====== 読解文

号外 数学は役に立つ! Maths counts ✔(2023年1月13日)

  •  今回は「号外」として、ユネスコが発行している機関誌The UNESCO Courierの最新号(January-March 2023)の紹介を致します。本号の特集タイトルは「数学は役に立つ(Maths counts)」です。「学ぶことと自己の将来とのつながりを見通しながら、社会的・職業的自立に向けて必要な基盤となる資質・能力を身に付けていく」というキャリア教育のねらいともまさに重なる特集です。

     以下、編集長であるAgnès Bardon氏による巻頭言の一部を翻訳して引用します。

     中学生・高校生のみならず一般の方々も、数学を、抽象的で威圧的でトラウマになる(心に傷を負わせる)ようなものとして捉えています。多くの人たちにとって数学は現実から切り離された純粋理論的な学問にしか見えませんし、数学が必ずしも肯定的な評価を得ているとは言えません。けれども、現実は全く異なります。数学は私たちの日常生活の中に遍在しているのです。

============
====== 抽出資料

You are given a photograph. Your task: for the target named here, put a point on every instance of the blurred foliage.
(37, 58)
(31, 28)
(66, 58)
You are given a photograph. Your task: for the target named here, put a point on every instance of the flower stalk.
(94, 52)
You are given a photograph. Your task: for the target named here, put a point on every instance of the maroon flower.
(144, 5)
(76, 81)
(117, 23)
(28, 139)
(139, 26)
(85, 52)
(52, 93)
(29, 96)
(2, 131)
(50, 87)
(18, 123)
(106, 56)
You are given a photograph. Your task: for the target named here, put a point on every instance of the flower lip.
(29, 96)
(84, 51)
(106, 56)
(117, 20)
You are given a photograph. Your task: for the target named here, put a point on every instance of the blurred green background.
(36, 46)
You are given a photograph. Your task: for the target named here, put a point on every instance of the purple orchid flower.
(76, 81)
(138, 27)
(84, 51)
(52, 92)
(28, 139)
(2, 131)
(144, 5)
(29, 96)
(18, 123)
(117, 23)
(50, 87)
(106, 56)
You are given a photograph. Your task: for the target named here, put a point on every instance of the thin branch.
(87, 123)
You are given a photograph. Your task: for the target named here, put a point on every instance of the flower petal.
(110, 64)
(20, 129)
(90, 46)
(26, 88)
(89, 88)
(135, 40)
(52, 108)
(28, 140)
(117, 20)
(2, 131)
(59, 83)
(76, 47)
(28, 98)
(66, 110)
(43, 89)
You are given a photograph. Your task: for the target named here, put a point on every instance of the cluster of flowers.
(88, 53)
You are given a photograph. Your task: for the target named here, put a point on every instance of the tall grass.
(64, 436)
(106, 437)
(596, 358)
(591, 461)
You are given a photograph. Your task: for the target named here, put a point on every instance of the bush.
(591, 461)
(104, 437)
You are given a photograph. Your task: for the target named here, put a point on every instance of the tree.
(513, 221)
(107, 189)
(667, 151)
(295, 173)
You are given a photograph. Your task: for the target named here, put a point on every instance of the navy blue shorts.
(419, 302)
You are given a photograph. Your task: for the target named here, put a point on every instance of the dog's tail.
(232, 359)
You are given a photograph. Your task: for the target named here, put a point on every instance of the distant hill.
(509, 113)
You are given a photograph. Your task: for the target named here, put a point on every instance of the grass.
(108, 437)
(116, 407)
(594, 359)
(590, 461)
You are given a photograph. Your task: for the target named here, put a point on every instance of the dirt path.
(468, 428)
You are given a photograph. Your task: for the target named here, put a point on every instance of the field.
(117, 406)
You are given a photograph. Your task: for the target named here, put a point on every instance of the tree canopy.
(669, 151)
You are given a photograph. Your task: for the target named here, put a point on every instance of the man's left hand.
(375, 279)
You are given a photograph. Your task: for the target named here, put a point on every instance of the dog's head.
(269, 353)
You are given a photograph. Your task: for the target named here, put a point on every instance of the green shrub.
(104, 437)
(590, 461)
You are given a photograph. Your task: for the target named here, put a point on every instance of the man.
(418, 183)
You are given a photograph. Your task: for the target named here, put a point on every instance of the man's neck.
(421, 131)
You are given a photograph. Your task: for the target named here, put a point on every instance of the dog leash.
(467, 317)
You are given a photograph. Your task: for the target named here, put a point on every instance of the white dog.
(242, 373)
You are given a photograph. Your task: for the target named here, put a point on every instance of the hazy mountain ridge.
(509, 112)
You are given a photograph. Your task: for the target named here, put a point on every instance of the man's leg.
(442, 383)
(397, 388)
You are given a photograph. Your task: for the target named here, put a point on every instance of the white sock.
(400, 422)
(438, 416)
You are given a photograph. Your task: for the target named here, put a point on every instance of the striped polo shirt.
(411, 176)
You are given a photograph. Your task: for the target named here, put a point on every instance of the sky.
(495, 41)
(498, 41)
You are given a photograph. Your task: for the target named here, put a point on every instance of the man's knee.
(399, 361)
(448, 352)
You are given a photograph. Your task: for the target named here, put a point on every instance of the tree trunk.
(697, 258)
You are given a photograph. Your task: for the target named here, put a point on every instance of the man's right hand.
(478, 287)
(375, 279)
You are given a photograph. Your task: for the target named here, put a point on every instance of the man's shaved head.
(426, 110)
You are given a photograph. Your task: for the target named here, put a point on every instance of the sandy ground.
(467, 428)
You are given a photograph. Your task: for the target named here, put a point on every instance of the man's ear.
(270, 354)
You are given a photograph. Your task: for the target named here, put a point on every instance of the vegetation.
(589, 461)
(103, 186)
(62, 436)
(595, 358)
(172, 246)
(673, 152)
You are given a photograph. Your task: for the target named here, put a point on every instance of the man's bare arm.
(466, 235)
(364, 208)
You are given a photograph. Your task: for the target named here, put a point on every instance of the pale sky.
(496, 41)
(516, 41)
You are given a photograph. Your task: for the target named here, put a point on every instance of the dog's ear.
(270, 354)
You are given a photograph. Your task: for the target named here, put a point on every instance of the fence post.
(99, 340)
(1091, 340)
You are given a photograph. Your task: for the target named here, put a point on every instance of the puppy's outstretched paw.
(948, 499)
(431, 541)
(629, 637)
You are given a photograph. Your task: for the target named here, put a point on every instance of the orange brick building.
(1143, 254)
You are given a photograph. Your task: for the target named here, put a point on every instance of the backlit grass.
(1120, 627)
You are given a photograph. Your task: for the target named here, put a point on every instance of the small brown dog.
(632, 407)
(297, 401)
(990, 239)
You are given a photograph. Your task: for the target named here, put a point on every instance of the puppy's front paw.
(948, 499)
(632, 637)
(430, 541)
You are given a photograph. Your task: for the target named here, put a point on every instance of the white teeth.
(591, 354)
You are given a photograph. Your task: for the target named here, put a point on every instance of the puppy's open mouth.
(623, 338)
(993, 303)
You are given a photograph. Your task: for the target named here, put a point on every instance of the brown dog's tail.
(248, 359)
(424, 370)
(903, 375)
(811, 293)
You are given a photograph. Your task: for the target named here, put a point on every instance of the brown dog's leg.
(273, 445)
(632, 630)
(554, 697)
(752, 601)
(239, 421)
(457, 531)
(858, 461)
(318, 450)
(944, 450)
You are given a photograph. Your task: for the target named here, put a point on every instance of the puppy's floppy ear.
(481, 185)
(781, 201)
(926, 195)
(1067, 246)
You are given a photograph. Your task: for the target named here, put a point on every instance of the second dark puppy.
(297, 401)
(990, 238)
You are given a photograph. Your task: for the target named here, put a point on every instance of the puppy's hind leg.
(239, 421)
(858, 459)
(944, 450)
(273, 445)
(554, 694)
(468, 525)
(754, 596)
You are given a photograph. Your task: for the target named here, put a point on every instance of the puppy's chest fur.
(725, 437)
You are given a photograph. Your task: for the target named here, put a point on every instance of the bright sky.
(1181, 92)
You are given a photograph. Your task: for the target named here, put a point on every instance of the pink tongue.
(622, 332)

============

- _練習問題_:
1. 読解文の内容について、次の問いに答えよ。
(a) 紹介されている機関誌の号の特集タイトルは何か。
(b) 巻頭言を書いたのは誰か。
(c) 紹介されているのはいつの号か。
2. 数学特集を紹介する読解文の続きを、最後の文の後から書け。

- _番号別の解答_:
1.
(a) 「数学は役に立つ(Maths counts)」
(b) 編集長のAgnès Bardon氏
(c) January-March 2023の最新号

2.
     例えば、人工知能の中核であるアルゴリズムは、検索エンジンを成立させ、医療用画像診断を可能にしました。また、数理モデルは、交通網の最適化、台風(サイクロン)の進路予測、伝染性疾患の拡大抑制、予防接種キャンペーンの効果測定など、さまざまな分野で重要な役割を果たしています。(中略)

     このように数学はあらゆるところに存在しているのですが、多くの人がそこから排除されていることも事実です。この学問をめぐる問題は未だに数多く残されています。まず挙げられるのは、男女格差でしょう。イランの女性数学研究者マリアム・ミルザハニ(Maryam Mirzhakani)氏がフィールズ賞を受賞したのは、2014年になってからのことです。(中略)世界の初等・中等教育段階における数学の成績上位者は依然として女子よりも男子が多いのが現状ですし、卒業後も、女性は男性に比べて自然科学分野のキャリアを選択できるという自信を必ずしも十分に有しているとは言えません。

     さらに、数学分野においては専門職の需要と供給のバランスも崩れています。例えば、正規資格を持つ数学教師の採用ニーズはかつてないほどに高まっていますが、その数は世界中で不足しており、これは私たちの未来に対する脅威とも言える状況です。また、この学問の応用範囲は、本来のあるべき姿から見れば未だに限定的です。気象や生物多様性、医学研究に役立つはずの数学モデルの応用は、依然として金融や経済学の分野に限られているのが現実です。世界が社会的にも、気候変動の側面でも、テクノロジーの分野においても様々な課題に直面している今、数学の力をより深く探求し、より広く共有することが極めて重要なのです。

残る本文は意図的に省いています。